━━━ Passage to read ━━━

David Albert, a former physicist who now teaches philosophy at Columbia Universiy, says he has more confidence in the Everett many-worlds interpretation of quantum mechanics than in the landscape of string theory. “In the Everett case, at least we have a clear formulation of what the claim is,” he said. “In these other views, the talk is still at a stage that’s much more amorphous…. This kind of meeting is a useful way to begin to sit down and think through those questions more clearly.”
With fewer than 20 scientists taking part in the conference, the talks often gave way to lively debate, with audience members challenging speakers on specific points or calling for more detail or clarification.
Albert was not the only philosopher at the meeting. One of the most interesting presentations was given by Hilary Greaves of Oxford, who discussed philosophical problems with many-worlds quantum theory. (In a nutshell: Conventional quantum theory gives the probability that each micro-event will happen, but offers no clue as to why it actually does or doesn't, leaving spooky conundrums. In the many-worlds view, every possible outcome happens with 100% probability, somewhere among the alternative universes, leaving no spookiness but giving no explanation of where these universes are. Each interpretation matches the real world equally well; you just choose which paradox to accept.)
Greaves is concerned that in the many worlds view, the probabilities have "disappeared," a notion which is hard to reconcile with traditional approaches to quantum theory. She and her colleagues have developed a particular strategy for tackling the many-worlds question, based on a field of mathematics known as “decision theory.” Her talk clearly gave the physicists in the audience much to think about.
Many scientists look down on philosophy as mere question-posing and guesswork. But philosophy seems impossible to avoid when discussing certain problems in physics, especially those dealing with fundamental aspects of reality, such as cosmology and particle physics. In his entertaining talk, Davies referred to the old Hindu story of the Earth resting on the backs of four elephants, which in turn stand on a giant turtle. One is then faced with the question of what the turtle stands on. Perhaps there is some kind of ultimate explanation down below, a Prime Cause – some kind of “super-turtle” that brings the chain of explanation to an end.

━━━

# [Aim of the task]
Write the next part of the conference report on physics and philosophy, beginning right after its final sentence. The data comes from a separate source.

━━━ Data extract ━━━

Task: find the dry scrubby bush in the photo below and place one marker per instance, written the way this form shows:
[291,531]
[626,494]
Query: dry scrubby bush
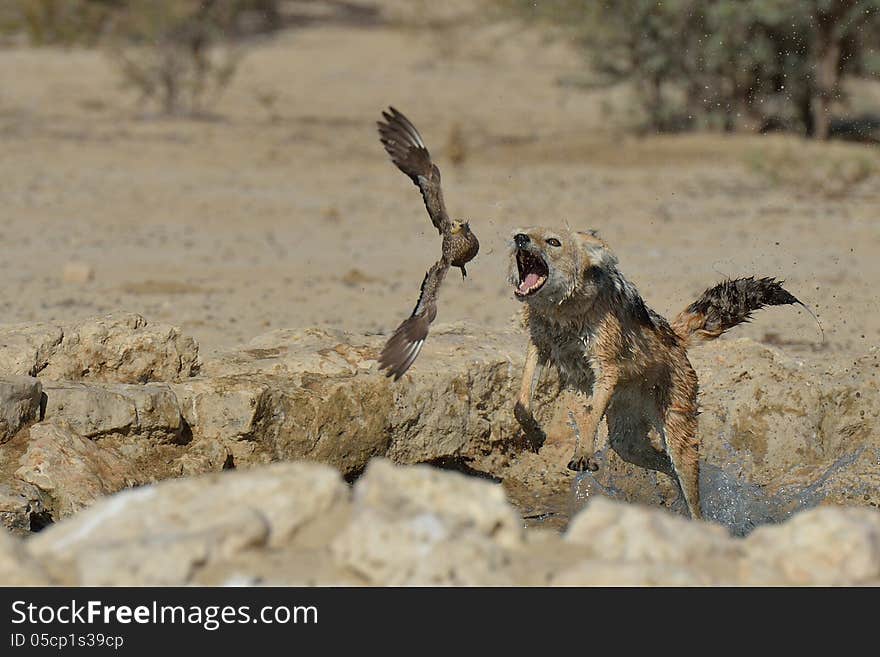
[724,63]
[831,174]
[175,54]
[179,55]
[57,22]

━━━

# [Answer to the problem]
For many physicists, Davies said, the laws of physics themselves have served as such an explanation. But this view becomes problematic if the laws themselves change over time, or vary from region to region. Alternatively, there may simply be no ultimate explanation, he suggested, in which case one must accept an infinite regression of causes — "turtles all the way down.”
Not everyone is ready to embrace the idea of the multiverse. At one point, Perimeter Institute physicist John Moffat – known for his work on general relativity, Einstein’s theory of gravity – told the audience that the idea of multiple universes “has come up often in science fiction – and that’s where it belongs.” Imagining unseen universes “is not the kind of science we’ve been doing since Galileo,” he said.
Several presenters addressed whether the idea of the multiverse can ever be subjected to experimental testing. Lee Smolin, also from Perimeter, said that in certain versions of the multiverse picture, one could indeed make testable predictions. (Smolin supports an intriguing model in which black holes in one universe can give rise to new universes elsewhere, an idea he describes in his book The Life of the Cosmos.)
There was one “celebrity scientist” on hand – Columbia University physicist Brian Greene, author of The Elegant Universe and The Fabric of the Cosmos. Greene did not give a scientific talk at the conference, but he did deliver an engaging public lecture based on his new book: a children’s story called Icarus at the Edge of Time.
Dan Falk is a science journalist based in Toronto.